Quote every one of the records below word for word, in the same order and with the same line breaks.

=== Source records ===

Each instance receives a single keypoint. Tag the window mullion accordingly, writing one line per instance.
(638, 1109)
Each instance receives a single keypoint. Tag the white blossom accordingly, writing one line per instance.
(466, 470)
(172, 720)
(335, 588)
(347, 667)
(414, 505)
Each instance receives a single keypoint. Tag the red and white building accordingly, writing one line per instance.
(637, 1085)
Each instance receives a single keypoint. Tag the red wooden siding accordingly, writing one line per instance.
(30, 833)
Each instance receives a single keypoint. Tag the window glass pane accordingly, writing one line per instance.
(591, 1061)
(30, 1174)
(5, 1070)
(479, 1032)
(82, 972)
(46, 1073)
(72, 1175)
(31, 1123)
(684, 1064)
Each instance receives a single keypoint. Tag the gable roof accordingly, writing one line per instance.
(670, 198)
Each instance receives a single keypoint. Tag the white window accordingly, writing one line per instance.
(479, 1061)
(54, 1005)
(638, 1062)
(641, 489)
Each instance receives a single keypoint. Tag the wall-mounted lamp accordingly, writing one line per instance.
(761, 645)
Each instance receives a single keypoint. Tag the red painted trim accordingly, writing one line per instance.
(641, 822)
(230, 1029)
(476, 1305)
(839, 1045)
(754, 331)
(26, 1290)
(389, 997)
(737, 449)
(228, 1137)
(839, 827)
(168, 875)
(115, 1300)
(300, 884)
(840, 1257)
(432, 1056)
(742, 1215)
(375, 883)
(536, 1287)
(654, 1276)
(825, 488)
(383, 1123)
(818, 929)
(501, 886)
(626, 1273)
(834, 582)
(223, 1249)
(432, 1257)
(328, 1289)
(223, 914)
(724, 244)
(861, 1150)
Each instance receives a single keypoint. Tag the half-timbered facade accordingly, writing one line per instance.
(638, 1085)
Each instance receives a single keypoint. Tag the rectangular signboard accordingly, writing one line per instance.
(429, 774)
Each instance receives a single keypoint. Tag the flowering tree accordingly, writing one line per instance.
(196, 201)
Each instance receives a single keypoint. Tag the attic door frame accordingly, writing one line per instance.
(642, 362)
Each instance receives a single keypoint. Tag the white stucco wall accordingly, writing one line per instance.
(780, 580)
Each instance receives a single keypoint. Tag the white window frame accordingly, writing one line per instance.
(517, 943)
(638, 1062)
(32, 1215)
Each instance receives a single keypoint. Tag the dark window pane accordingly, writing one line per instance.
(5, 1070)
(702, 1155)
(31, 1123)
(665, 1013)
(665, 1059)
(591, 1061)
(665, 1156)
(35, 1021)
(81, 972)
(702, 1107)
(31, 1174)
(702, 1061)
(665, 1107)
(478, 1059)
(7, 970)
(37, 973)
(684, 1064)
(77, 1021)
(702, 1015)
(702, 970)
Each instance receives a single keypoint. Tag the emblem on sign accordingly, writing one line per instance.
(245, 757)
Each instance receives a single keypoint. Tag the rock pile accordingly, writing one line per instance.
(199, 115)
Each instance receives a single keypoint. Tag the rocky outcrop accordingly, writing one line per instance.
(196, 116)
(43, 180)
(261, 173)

===

■ **Expected answer**
Each instance receives a single keypoint. Tag the window mullion accordingly, writing one line per instance.
(638, 1109)
Each instance receives a single keypoint. Tag the white blossom accordingly, writing one line per instance.
(466, 470)
(172, 720)
(335, 588)
(347, 667)
(414, 505)
Each instance receives a single keypoint. Tag the red and white building accordingly, writing one line per instance.
(637, 1085)
Each instance receives a single keypoint. Tag the red wooden siding accordingly, writing one line per instance.
(30, 833)
Each instance receives a single keypoint. Tag the window glass pane accordingly, writing one line per instance.
(591, 1061)
(30, 1174)
(5, 1070)
(479, 1032)
(82, 972)
(46, 1073)
(72, 1175)
(31, 1123)
(684, 1064)
Each instance receives a single keypoint. Tag the gable roof accordingly, writing one line per instance.
(670, 198)
Each instance receives a single keypoint. Tag the white window accordingly, writing one line per instance.
(479, 1061)
(54, 1005)
(638, 1062)
(641, 489)
Each instance receives a single keypoint. Tag the wall-mounted lamp accordingly, writing one line per instance.
(761, 645)
Each instance receives a single keypoint. Tag the red painted trim accordingly, writing one line per instance.
(641, 822)
(230, 1029)
(476, 1305)
(839, 1045)
(754, 331)
(26, 1290)
(389, 997)
(737, 449)
(228, 1137)
(839, 827)
(168, 875)
(115, 1300)
(300, 884)
(840, 1257)
(432, 1056)
(742, 1215)
(375, 883)
(536, 1287)
(654, 1276)
(825, 488)
(383, 1123)
(818, 929)
(501, 886)
(626, 1273)
(834, 582)
(223, 1249)
(432, 1257)
(328, 1289)
(223, 914)
(724, 244)
(861, 1150)
Each instance receives a single keypoint. Tag the half-timbered facade accordingly, writing one line per instance.
(638, 1085)
Each instance receives a single keypoint. Tag the rectangular signboard accordingly, writing one line per instance.
(429, 774)
Each instance receives a single keypoint. Tag the flowering tree accordingly, writing one line per instance.
(196, 201)
Each instance receives a single keypoint. Tag the attic door frame accordingly, writing one line per instance.
(642, 362)
Each instance receives a single keypoint. Tag the white stucco wall accordingly, writing one line per instance.
(780, 580)
Each instance receives a single keypoint. Tag the white window frame accordingly, writing one line per instance.
(517, 943)
(638, 1062)
(32, 1215)
Each instance receives a single keypoint. Tag the dark window pane accordingly, writing one line per instance.
(5, 1070)
(702, 1155)
(31, 1123)
(665, 1013)
(665, 1059)
(591, 1061)
(665, 1156)
(35, 1021)
(81, 972)
(702, 1107)
(31, 1174)
(702, 1061)
(665, 1107)
(478, 1059)
(7, 970)
(37, 973)
(684, 1064)
(77, 1021)
(702, 1015)
(702, 970)
Each instance receives a single keypoint. Tag the emblem on sign accordingly, writing one line per instance.
(245, 757)
Each instance receives a single keypoint. Tag the rock pile accordingly, writing one line per instance.
(199, 115)
Each instance receives a single keypoint. Tag the rocky outcrop accordingly, writing one line per instance.
(196, 116)
(43, 180)
(261, 173)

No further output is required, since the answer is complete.